* **TEXT PASSAGE**:
========

In the next figure, you will find the electric schematic of a Boost converter. This converter has many differences from the Buck converter modeled here. From a mathematical point of view, we can see that the switch is in the middle between the inductor and the output, so it cannot be modeled as a pulse train between zero and VCC. Also, when the switch is activated, the inductor is connected to the ground, which is the opposite behavior we saw in the buck converter.

To start modeling the converter we need to identify the different variables we have. By solving these variables we will be able to solve the circuit for any value of \(t\). The variables are almost the same as we can find in any converter.

First of all, we have the current through the inductor, which follows the next equation

\[i_L(t) = \frac{1}{L} \int v_L(t) dt\]

Then we have the voltage of the capacitor which is the same as the output voltage, and follows the next equation

\[v_C(t) = \frac{1}{C} \int i_C(t) dt\]

These two equations can be discretized using either the Impulse Invariance method or Tustin. In this case, I used the Impulse Invariance because it is easy to implement, but both of them would have similar behavior.

========

* **WRITTEN PROBLEM 1**:
In the Boost converter passage, what is the inductor connected to when the switch is activated?
* **WRITTEN PROBLEM 2**:
Please continue the Boost converter text from its last sentence.

========

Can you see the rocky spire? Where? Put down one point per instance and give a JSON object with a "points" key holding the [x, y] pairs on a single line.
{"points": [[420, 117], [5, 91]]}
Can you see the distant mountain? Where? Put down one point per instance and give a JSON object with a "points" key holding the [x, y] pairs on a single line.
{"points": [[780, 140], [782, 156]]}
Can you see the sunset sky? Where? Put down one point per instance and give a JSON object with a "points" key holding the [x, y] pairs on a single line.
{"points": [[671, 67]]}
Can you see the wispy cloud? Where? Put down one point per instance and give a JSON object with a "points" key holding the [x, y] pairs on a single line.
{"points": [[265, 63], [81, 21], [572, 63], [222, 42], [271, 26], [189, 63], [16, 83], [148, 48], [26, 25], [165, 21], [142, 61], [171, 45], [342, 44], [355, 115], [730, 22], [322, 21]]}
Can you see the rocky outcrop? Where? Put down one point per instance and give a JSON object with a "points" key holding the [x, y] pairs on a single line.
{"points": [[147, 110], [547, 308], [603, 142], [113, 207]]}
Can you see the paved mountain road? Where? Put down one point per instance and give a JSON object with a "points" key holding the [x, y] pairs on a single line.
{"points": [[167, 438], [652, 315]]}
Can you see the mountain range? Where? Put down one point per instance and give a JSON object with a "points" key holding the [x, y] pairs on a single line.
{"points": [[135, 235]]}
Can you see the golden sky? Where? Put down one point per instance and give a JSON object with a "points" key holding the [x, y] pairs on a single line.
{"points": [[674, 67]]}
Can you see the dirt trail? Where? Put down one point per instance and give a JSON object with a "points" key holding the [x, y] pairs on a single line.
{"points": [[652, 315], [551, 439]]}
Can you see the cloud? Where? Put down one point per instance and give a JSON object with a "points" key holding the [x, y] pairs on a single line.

========

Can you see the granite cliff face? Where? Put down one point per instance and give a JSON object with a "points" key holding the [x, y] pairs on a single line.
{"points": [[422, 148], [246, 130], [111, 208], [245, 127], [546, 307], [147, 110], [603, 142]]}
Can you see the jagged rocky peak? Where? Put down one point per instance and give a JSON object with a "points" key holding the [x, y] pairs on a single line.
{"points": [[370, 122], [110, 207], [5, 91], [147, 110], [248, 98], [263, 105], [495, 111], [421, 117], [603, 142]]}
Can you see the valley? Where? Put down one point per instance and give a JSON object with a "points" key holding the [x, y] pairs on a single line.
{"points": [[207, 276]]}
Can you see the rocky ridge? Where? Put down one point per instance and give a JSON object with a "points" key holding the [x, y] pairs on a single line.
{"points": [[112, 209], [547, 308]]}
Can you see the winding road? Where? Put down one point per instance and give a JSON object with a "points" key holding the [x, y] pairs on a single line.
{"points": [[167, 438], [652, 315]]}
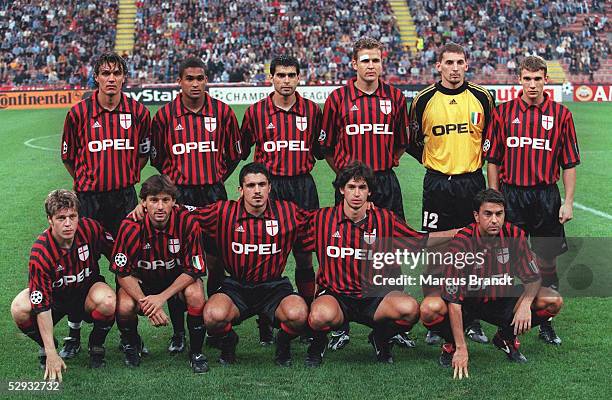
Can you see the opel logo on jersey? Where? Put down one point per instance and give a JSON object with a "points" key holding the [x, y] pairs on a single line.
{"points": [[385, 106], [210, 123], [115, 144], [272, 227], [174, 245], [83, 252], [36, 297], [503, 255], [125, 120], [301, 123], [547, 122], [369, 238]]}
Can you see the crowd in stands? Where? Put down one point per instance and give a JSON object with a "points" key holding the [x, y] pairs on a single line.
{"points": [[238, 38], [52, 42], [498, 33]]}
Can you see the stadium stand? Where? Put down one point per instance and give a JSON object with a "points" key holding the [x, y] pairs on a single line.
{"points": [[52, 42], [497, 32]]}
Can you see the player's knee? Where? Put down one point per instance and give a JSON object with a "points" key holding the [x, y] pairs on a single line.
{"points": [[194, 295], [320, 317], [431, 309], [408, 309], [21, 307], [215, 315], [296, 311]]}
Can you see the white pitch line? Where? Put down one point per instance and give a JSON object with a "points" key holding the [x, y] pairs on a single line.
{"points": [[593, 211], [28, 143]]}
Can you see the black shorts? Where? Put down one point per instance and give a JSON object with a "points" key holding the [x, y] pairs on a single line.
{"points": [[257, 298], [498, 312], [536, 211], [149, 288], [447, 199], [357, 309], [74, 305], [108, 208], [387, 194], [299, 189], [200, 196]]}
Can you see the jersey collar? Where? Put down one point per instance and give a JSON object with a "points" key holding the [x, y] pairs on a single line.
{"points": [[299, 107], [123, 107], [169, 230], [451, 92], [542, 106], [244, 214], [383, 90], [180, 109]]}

========

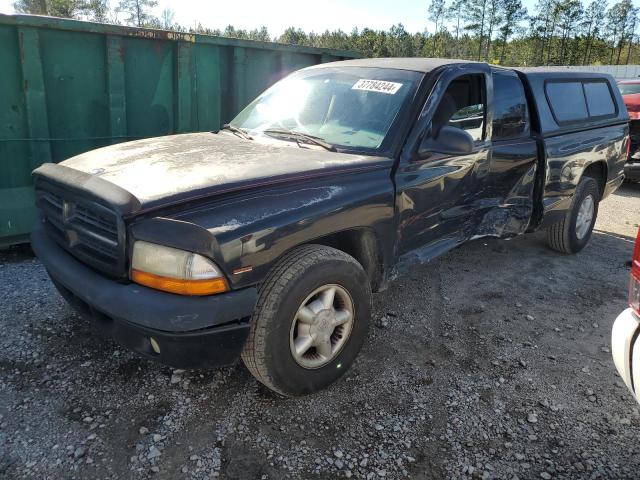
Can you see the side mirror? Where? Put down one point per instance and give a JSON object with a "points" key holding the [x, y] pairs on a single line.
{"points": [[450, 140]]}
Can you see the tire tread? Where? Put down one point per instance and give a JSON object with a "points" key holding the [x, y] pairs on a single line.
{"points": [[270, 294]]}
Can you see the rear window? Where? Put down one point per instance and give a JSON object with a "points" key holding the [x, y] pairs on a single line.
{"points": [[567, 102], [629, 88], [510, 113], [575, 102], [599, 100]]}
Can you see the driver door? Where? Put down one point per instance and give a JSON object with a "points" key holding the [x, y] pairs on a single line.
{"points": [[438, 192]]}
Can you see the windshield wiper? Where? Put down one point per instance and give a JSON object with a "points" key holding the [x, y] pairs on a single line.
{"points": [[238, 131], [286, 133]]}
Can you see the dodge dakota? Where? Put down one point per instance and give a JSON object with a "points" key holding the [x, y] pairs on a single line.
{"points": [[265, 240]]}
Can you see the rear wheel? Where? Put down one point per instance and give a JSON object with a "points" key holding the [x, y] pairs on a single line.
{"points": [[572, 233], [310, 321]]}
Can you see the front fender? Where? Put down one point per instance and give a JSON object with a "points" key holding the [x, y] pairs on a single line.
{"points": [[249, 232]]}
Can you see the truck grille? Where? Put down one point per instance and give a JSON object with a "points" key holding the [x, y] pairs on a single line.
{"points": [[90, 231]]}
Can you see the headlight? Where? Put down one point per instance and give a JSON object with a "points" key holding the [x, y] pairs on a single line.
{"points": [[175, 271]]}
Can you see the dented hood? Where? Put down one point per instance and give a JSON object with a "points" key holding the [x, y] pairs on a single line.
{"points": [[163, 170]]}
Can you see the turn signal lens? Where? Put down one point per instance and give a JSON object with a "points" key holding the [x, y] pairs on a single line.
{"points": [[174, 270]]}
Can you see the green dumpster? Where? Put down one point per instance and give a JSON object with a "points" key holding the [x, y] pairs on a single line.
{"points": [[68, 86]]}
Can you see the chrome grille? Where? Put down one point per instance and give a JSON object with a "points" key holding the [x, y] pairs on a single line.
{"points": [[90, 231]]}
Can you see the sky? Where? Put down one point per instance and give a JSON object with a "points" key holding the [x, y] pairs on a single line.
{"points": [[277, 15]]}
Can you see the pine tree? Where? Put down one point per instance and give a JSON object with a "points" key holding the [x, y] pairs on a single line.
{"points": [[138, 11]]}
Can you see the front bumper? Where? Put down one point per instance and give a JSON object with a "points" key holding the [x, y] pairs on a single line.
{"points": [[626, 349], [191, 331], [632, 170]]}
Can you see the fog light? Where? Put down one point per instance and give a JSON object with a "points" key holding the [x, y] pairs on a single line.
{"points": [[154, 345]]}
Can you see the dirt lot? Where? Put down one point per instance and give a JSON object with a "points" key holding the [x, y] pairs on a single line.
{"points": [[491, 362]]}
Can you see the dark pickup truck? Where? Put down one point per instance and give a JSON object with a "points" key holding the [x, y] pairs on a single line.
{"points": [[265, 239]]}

========

* **EXERCISE RESPONSE 1**:
The ground.

* **EXERCISE RESPONSE 2**:
\[H(z)=\frac{T}{1-z^ {-1}}\]

Finally, we have the equation of the resistor current

\[i_R(t) = \frac{v_C(t)}{R}\]

If we want to improve the confidence of the model, in boost converters there is another variable that limits the output voltage of the converter, the inductor’s resistor. Let me explain this. Boost converters, like everything, meet the thermodynamics rules, that is, the output power will be always less than the input power. Therefore, since the boost converter elevates the input voltage, it needs to increase the input current proportionally so, if we want to double the input voltage in the output, the input current will be twice the output current, and all of this current flows through the inductor. If the inductor has no resistance, this relation can be extended until \(D=1\) with an output voltage of infinite volts. Adding this resistor, in this case, the voltage in the ideal inductor is reduced while the input current is increased, reaching a limit in the output voltage. The equation of this resistor is quite simple. The current across this resistor is the same as the inductor current, so we can calculate the voltage loss as follows.

\[v_{RL} = i_L(t) \cdot RL\]

Now it’s time to join all the equations, and here we will find the main difference between the Boost and the Buck converter. In the Buck converter, the only variable that changes with the switching is the input voltage. In this case, we can find that the current that flows through S2 depends on the state of S1, being 0 when S1 is active. This is because the diode just allows the current flow in one direction, so when v2 is connected to ground S2 behavior is like an open circuit, and \(i_C+i_R = 0\). Another variable that modifies its behavior with the switching is the inductor voltage, and therefore the inductor current. In the next figure, you will find the whole circuit we are going to model.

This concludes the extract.